--- START Excerpt to read ---
The deer rut in the pyrennes

The first time I heard the rut of the deer in the Pyrenees, I was captivated. The roars echoed through the valleys and could be heard everywhere. It was a reminder that there is far more wildlife in the forests and mountains than meets the eye.

Since that day, I have devoted myself to studying a specific corner of the Pyrenees, observing the deer’s movements during the day. I eagerly await the arrival of September, when the bellowing begins anew.

Each year, I return to my beloved corner of the Pyrenees to witness one of nature’s most awe-inspiring spectacles. I blend in with my surroundings and wait for the spectacle of nature.

When the afternoon sun starts to fall, the first male deer appear.


In the distance, I observe some groups of females and young males.


As I sneakily make my way down to the spot where I will camouflage myself, I come across a huge male deep in the forest. Thanks to a small bush, I am able to hide and photograph the deer without disturbing him.
--- END Excerpt to read ---
--- START Supplied data ---
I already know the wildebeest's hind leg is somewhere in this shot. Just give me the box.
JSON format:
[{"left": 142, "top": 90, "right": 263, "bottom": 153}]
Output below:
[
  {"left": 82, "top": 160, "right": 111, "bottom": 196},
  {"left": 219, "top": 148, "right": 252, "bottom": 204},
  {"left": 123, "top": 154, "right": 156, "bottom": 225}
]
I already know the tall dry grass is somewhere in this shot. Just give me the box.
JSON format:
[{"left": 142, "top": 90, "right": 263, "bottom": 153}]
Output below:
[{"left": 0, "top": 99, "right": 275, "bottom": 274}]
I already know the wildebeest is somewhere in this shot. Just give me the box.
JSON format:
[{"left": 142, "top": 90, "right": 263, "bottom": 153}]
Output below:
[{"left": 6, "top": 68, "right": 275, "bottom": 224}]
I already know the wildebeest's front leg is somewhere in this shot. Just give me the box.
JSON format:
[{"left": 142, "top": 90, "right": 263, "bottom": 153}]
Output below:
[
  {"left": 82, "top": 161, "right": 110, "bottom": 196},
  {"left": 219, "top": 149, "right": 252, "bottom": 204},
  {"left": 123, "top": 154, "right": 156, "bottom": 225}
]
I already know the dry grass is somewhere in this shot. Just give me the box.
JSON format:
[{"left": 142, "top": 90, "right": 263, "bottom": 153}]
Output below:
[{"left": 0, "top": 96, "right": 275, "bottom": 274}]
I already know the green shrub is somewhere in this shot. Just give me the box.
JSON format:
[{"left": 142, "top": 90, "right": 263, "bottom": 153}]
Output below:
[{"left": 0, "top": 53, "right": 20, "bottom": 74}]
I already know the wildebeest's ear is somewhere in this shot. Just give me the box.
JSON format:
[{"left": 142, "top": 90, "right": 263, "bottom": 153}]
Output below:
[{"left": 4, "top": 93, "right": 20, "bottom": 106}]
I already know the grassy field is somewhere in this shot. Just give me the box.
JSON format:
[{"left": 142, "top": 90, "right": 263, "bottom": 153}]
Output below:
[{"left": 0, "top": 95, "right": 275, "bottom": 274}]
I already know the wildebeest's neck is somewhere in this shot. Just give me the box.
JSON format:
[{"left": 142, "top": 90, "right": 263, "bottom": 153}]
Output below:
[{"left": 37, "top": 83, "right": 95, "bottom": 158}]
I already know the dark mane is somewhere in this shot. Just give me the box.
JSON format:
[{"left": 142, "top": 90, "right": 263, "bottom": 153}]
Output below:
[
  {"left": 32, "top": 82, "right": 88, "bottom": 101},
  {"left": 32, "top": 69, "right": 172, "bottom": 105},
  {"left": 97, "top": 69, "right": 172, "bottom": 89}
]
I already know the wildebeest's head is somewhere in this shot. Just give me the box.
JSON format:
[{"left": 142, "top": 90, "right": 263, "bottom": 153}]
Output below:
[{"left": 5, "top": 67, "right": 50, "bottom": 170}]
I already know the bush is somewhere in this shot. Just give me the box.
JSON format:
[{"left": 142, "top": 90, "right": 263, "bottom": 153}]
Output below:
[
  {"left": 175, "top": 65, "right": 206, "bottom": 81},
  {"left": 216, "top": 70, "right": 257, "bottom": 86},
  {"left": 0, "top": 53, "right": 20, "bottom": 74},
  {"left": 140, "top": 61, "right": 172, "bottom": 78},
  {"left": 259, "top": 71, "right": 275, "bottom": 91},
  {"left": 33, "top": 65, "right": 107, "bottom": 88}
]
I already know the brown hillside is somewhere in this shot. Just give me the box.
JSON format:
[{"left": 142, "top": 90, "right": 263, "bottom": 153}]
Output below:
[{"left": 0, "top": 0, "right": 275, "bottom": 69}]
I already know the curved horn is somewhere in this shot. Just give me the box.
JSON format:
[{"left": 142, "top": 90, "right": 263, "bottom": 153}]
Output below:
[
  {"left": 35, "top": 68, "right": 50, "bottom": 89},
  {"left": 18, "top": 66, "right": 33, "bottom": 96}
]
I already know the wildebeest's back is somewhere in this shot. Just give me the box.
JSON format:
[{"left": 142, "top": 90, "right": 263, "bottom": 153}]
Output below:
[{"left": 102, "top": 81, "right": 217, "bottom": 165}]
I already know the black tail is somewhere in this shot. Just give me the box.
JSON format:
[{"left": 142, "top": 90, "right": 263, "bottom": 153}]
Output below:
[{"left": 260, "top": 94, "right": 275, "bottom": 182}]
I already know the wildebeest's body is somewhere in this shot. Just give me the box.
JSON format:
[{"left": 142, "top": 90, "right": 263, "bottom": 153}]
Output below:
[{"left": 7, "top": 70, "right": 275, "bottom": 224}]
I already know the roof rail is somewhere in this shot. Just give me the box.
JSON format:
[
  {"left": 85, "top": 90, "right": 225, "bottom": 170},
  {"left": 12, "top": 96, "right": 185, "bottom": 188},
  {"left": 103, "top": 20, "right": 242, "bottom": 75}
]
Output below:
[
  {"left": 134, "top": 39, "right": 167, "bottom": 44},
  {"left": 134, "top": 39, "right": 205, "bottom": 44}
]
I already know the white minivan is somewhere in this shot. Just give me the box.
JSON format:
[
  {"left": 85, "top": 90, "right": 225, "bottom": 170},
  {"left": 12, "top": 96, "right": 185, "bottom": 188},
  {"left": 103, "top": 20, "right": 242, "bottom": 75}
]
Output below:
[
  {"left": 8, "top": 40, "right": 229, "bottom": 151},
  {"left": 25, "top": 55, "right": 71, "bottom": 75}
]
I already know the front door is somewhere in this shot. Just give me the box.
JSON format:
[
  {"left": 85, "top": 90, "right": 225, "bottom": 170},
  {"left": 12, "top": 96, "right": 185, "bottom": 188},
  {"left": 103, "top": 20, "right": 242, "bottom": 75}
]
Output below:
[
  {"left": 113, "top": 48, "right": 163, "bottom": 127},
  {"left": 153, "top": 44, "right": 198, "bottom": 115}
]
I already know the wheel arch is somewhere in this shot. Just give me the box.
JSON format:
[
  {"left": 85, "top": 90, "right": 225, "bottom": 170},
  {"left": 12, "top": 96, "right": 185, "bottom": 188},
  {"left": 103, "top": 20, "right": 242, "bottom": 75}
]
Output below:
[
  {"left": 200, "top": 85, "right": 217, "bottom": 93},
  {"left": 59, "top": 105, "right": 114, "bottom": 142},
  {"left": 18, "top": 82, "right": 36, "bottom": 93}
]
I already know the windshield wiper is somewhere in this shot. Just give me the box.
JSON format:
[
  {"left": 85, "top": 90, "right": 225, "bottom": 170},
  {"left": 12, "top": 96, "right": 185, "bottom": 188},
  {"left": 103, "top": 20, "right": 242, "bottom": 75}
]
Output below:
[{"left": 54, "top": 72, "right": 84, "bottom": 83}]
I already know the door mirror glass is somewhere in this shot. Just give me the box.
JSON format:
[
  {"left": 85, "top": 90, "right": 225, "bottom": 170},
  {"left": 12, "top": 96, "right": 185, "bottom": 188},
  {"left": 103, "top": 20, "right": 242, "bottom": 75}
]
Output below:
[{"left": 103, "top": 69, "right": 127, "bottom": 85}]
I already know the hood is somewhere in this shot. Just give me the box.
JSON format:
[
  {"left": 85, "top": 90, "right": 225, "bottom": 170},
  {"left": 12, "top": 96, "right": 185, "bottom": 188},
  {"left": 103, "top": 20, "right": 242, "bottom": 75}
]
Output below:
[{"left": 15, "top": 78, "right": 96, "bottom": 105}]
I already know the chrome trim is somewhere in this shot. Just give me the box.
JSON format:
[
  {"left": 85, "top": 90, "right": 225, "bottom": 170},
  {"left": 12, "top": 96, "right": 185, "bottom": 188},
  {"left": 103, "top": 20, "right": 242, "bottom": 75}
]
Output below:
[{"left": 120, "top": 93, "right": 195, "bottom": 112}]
--- END Supplied data ---
§ Exercise set:
a – Update the deer rut text, starting at "Since that day, I" and ending at "male deer appear.", so that "September" becomes "October".
b – How many lines of the records contain the string "door"? Reply with the number alone.

§ Solutions:
a –
Since that day, I have devoted myself to studying a specific corner of the Pyrenees, observing the deer’s movements during the day. I eagerly await the arrival of October, when the bellowing begins anew.

Each year, I return to my beloved corner of the Pyrenees to witness one of nature’s most awe-inspiring spectacles. I blend in with my surroundings and wait for the spectacle of nature.

When the afternoon sun starts to fall, the first male deer appear.

b – 2